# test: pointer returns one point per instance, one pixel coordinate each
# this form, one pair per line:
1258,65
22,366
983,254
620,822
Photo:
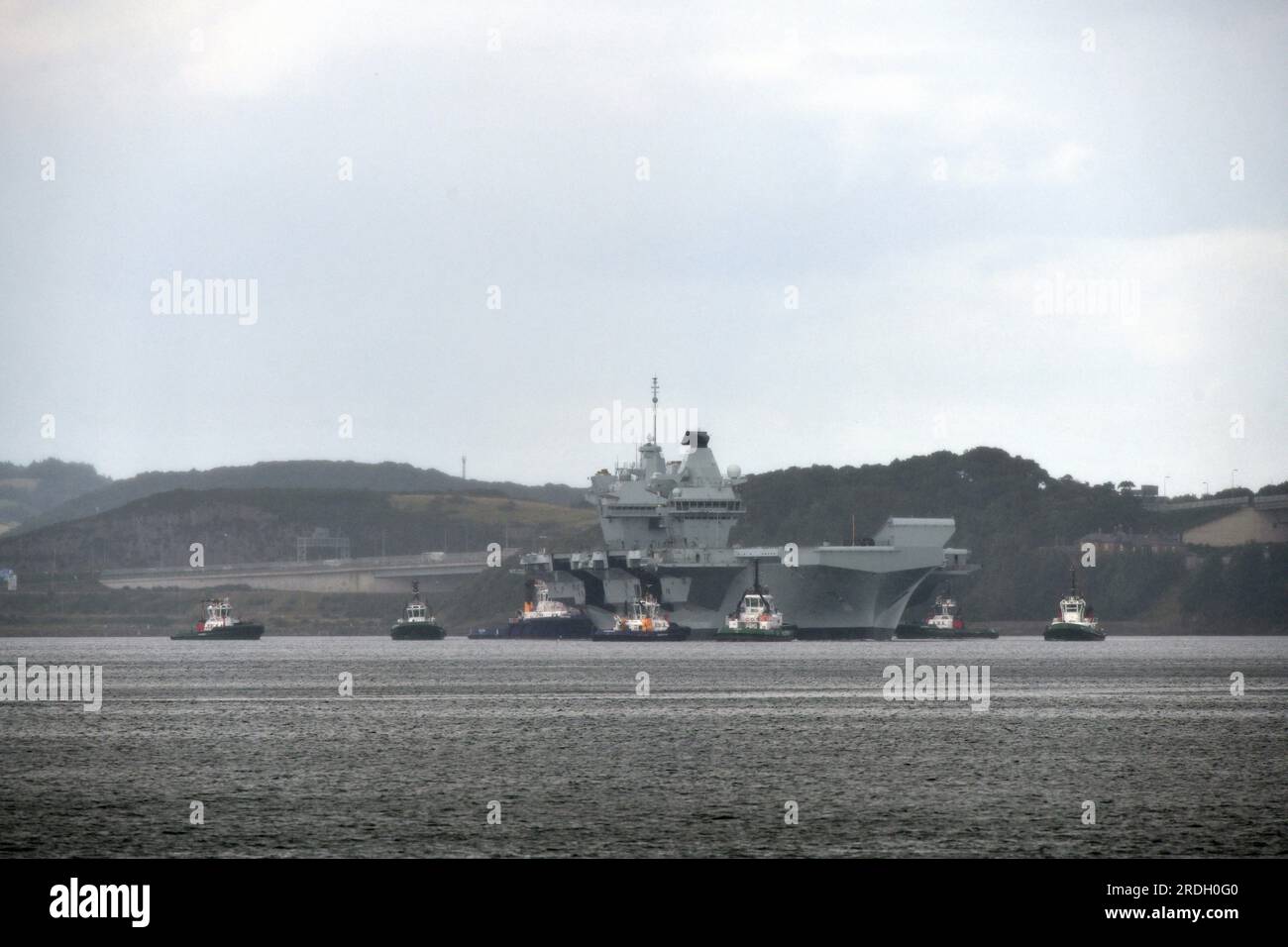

=-=-=

▸ **WHAT IS NEEDED**: An exact copy of the entries, minus the pictures, is what's needed here.

▸ **PROBLEM SOLUTION**:
# test: pointer returns one point per instance, one pixel coordinate each
# this form, one pair per line:
1258,65
22,366
983,254
620,822
Photo:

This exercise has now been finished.